--- Document segment ---
IOW, he's an asshole.
Well if the Green Lantern doesn't like him, why, that's good enough
for me.
how does ephedra land on the same list as roids? shit, ephedra is legal now and its the sole reason i'm awake and typing right now. i'm not dead yet and my joints aren't coming unhinged, my typing or reasoning isn't superior to the next poster b/c of it..........
Call me a lunatic, but I voted against the recall (I thought it
wrong) and then for McClintock because I know exactly where he
stands on one important issue (watching him face off against a
Democratic legislature and nuke budget items left and right would
have been a sight).
He's still stuck playing the character too often (the girly men
remark when the Dem's played hardball and campaigning for Bush in
Ohio last year come to mind as examples). Yet, I don't feel like
he's been a total failure. Just not my idea of moderate
success.
Arnold's spin on union funding of political funny money does seem
wrongly placed to me. Had he attacked the whole damned system and
laid out all the issues that plague Sacramento, that would have
been fine. Instead,
Prop 75 attacks a wart on the ass of a buffalo.
Lobbyist spending is out of control everywhere. Why start off by
picking on the little guy unless that's the whole point?
Slow down there, anonymous coward - what about the Eyeties? Why does no-one ever lament not being able to kill them?
Ya know what's great about this? The fact that I don't live in
Cali.
Had this been a federal law, I'd be pissed. However, states are the
laboratories of democracy and all that. Whoever was hoping that
Cali was going to become Libertopia was just a little bit
misinformed.
And anyone wanna put money on whether or not the L.A. and New York
Times newsies editorialize on how wonderful it was for Arnie to
sign this bill?
I'm sick of this whole "I took drugs so I can't tell other people not to take them " motif. I took drugs growing up, so that's supposed to mean that I can't get smarter as I grow older and tell my kids not to do the same stupid things I used to do?
Actually, what I think that knuckle-dragging steroid-head is
saying is that he's a fucking hypocrite with very few principles,
who supports policies on the basis of how popular they
are.
Oh, a politician, eh?
EyeDoc
There's a world of difference between giving advice and using the
power of the state.
I'm sick of this whole "I took drugs so I can't tell other
people not to take them " motif. I took drugs growing up, so that's
supposed to mean that I can't get smarter as I grow older and tell
my kids not to do the same stupid things I used to do?
It depends on whether or not buying into the bullshit our
puritanical government tells us about drugs and drug use is any
indication that you're "smarter."
There is nothing worse than a penitent sinner, they think everyone
else has to beat the Bible along with them... or else.
---
• **List of tasks**:
A) Can you retype the part of the comment thread that opens with the words containing "Had this been" and closes with "sign this bill?"?
B) In the comment thread, who did the commenter who voted against the recall vote for?
C) Which politicians does the comment thread mention by name?
Answer using only the comment thread.
--- Record excerpts ---
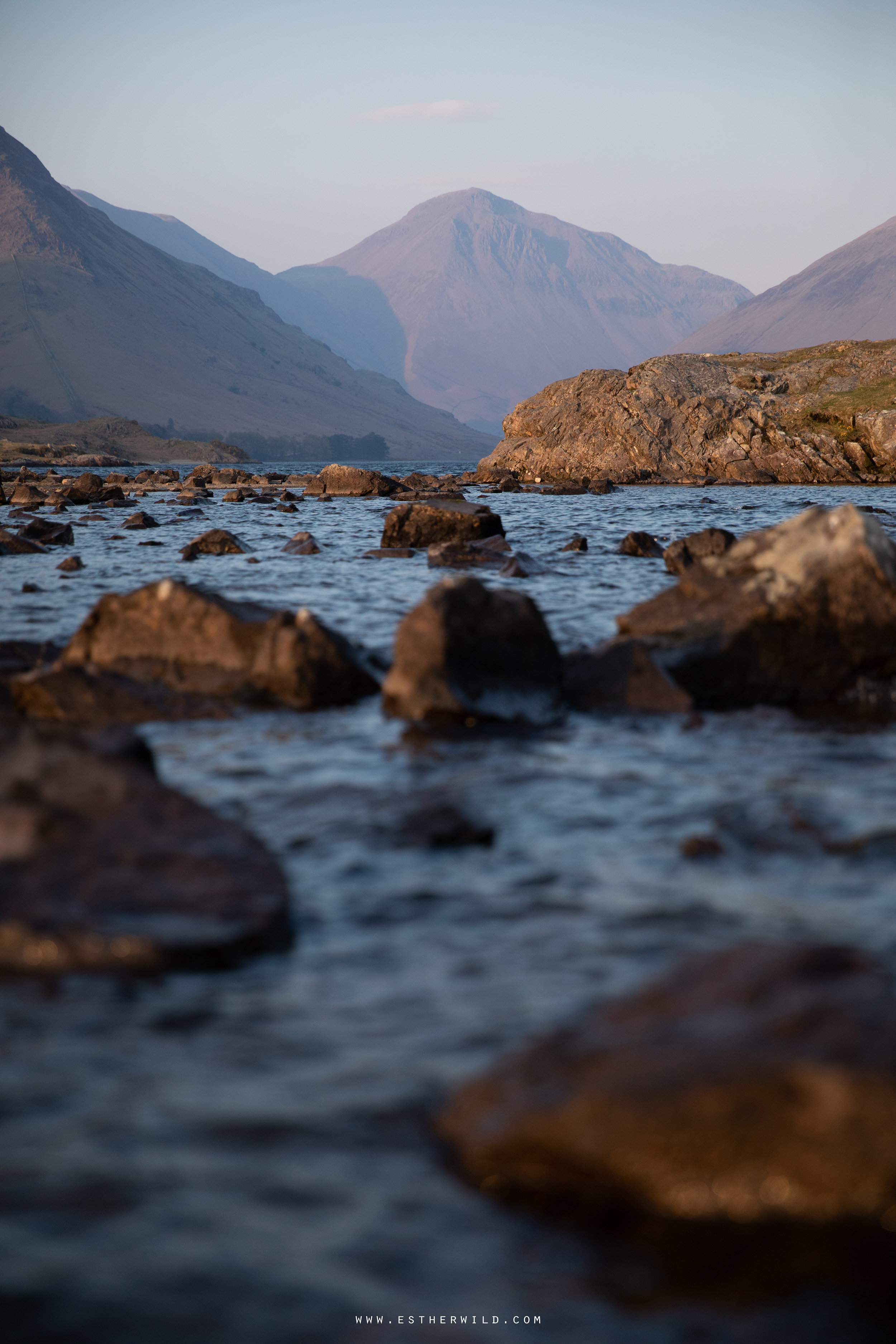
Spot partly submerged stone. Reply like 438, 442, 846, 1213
0, 726, 289, 976
380, 500, 504, 547
9, 665, 228, 727
0, 527, 46, 555
563, 640, 693, 714
361, 546, 416, 561
281, 532, 321, 555
438, 944, 896, 1229
61, 579, 377, 710
305, 462, 400, 496
383, 578, 563, 723
426, 535, 512, 570
619, 532, 662, 559
618, 504, 896, 708
662, 527, 738, 574
19, 518, 75, 546
180, 527, 251, 561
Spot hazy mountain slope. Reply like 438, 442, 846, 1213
68, 187, 407, 382
299, 190, 749, 422
672, 215, 896, 355
0, 130, 492, 456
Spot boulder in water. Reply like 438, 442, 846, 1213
380, 500, 504, 548
61, 579, 379, 710
618, 504, 896, 708
383, 578, 563, 724
0, 726, 289, 976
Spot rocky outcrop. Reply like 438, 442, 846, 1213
438, 944, 896, 1230
380, 500, 504, 548
383, 578, 563, 724
426, 536, 510, 570
618, 504, 896, 708
662, 527, 738, 574
61, 579, 379, 710
180, 527, 251, 561
9, 665, 230, 729
563, 640, 693, 714
0, 726, 289, 976
480, 342, 896, 484
619, 532, 662, 559
305, 462, 402, 496
281, 532, 321, 555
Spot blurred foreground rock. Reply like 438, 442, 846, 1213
36, 579, 377, 718
438, 944, 896, 1231
383, 578, 563, 724
0, 726, 290, 976
563, 640, 693, 714
618, 504, 896, 708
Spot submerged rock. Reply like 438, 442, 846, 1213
0, 726, 289, 976
426, 536, 510, 570
281, 532, 321, 555
9, 665, 228, 727
563, 640, 693, 714
120, 509, 160, 530
383, 578, 562, 723
618, 504, 896, 708
380, 500, 504, 548
61, 579, 379, 710
361, 546, 416, 561
19, 518, 75, 546
0, 527, 46, 555
305, 462, 400, 496
619, 532, 662, 559
662, 527, 738, 574
438, 944, 896, 1229
180, 527, 251, 561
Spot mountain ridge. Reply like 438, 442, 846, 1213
669, 215, 896, 355
0, 128, 486, 457
311, 188, 751, 422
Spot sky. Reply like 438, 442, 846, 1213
0, 0, 896, 293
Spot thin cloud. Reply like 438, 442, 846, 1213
352, 98, 501, 122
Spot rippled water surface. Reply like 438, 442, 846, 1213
0, 464, 896, 1344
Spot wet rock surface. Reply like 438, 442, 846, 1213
426, 536, 510, 570
180, 527, 250, 561
0, 727, 289, 976
383, 578, 562, 724
618, 504, 896, 707
662, 527, 738, 574
283, 532, 321, 555
61, 579, 377, 710
438, 944, 896, 1226
563, 640, 693, 714
380, 500, 504, 547
480, 342, 896, 485
619, 532, 662, 559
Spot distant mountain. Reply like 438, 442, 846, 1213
0, 129, 492, 457
68, 187, 407, 382
298, 188, 751, 426
670, 215, 896, 355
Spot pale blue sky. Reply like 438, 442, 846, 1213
0, 0, 896, 290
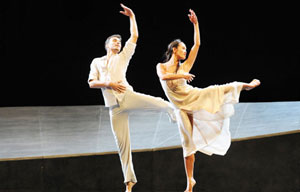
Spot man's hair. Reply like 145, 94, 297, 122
104, 34, 122, 51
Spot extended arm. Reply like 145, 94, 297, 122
156, 64, 195, 82
89, 80, 126, 93
183, 9, 200, 72
120, 4, 139, 43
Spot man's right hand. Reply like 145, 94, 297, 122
108, 81, 126, 93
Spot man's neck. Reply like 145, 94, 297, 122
106, 50, 118, 59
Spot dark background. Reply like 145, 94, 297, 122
0, 0, 300, 106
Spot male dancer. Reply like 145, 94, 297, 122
88, 4, 174, 192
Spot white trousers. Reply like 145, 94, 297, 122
109, 90, 174, 183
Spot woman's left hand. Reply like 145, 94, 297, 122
188, 9, 198, 24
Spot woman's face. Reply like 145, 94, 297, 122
173, 42, 186, 60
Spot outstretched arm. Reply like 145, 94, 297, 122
89, 80, 126, 93
156, 64, 195, 82
183, 9, 200, 72
120, 4, 139, 43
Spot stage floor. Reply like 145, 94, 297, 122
0, 102, 300, 161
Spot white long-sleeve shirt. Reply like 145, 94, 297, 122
88, 41, 136, 107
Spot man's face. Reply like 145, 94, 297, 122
106, 37, 121, 53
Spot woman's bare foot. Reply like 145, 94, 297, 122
125, 181, 135, 192
243, 79, 260, 91
184, 178, 196, 192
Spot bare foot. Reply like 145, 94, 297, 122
243, 79, 260, 91
125, 182, 135, 192
184, 178, 196, 192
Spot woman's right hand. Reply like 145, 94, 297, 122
183, 73, 195, 83
108, 81, 126, 93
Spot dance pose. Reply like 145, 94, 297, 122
157, 10, 260, 192
88, 4, 175, 192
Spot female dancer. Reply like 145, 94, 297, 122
157, 10, 260, 192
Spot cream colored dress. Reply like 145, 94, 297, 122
160, 69, 243, 157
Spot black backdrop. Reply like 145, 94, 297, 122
0, 0, 300, 106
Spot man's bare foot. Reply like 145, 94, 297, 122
125, 181, 135, 192
184, 178, 196, 192
243, 79, 260, 91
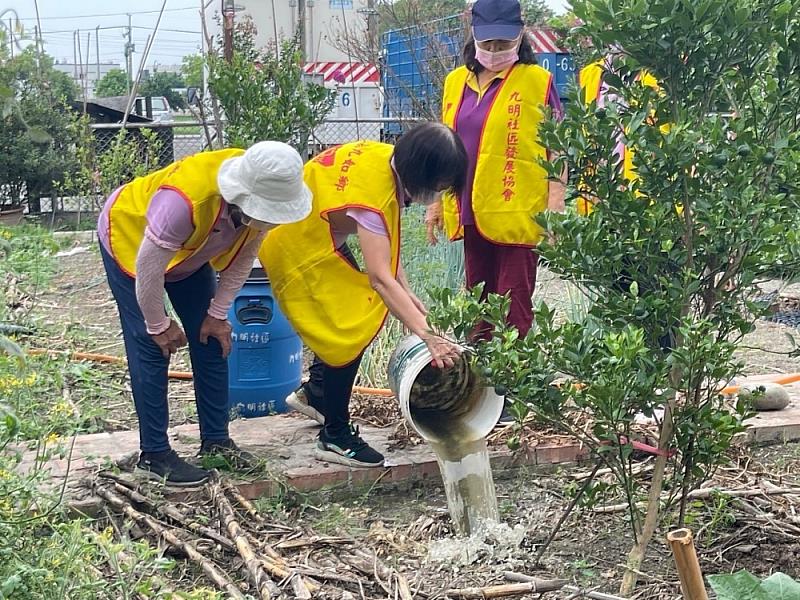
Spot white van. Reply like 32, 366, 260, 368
136, 96, 175, 123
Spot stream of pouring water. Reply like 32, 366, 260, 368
415, 394, 500, 535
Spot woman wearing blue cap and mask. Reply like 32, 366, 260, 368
426, 0, 564, 335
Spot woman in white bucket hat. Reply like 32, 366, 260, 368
98, 141, 311, 486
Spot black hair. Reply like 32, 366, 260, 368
393, 122, 467, 197
461, 30, 539, 75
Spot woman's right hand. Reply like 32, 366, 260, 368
422, 333, 461, 369
425, 200, 444, 246
151, 320, 189, 358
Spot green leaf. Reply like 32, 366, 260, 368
761, 573, 800, 600
28, 127, 53, 144
708, 571, 773, 600
0, 335, 25, 359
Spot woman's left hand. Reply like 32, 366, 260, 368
200, 315, 233, 358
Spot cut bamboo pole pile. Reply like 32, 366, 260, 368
93, 473, 460, 600
667, 529, 708, 600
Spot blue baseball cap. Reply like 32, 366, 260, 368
472, 0, 524, 42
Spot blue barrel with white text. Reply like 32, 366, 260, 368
228, 266, 303, 417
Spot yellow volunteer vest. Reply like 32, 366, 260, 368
259, 141, 400, 367
442, 64, 552, 247
576, 60, 608, 215
108, 148, 258, 277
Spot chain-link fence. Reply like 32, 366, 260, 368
30, 119, 422, 229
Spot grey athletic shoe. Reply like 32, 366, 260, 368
314, 425, 383, 467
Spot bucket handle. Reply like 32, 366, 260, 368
236, 304, 272, 325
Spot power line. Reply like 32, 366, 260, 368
19, 6, 197, 21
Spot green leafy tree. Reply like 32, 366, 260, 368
432, 0, 800, 597
0, 48, 81, 212
181, 54, 204, 88
139, 71, 186, 109
94, 69, 128, 98
209, 20, 334, 154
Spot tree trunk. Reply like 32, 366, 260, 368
619, 399, 675, 597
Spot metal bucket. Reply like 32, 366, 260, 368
389, 335, 503, 443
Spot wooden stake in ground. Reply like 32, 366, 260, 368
97, 487, 244, 600
444, 579, 568, 600
667, 529, 708, 600
211, 483, 281, 600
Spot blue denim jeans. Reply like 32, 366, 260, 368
100, 244, 228, 452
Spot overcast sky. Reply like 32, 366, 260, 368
6, 0, 566, 67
---
• **Full solutions**:
A)
Had this been a federal law, I'd be pissed. However, states are the
laboratories of democracy and all that. Whoever was hoping that
Cali was going to become Libertopia was just a little bit
misinformed.
And anyone wanna put money on whether or not the L.A. and New York
Times newsies editorialize on how wonderful it was for Arnie to
sign this bill?

B) McClintock.

C) McClintock, Bush, Arnold (also called Arnie)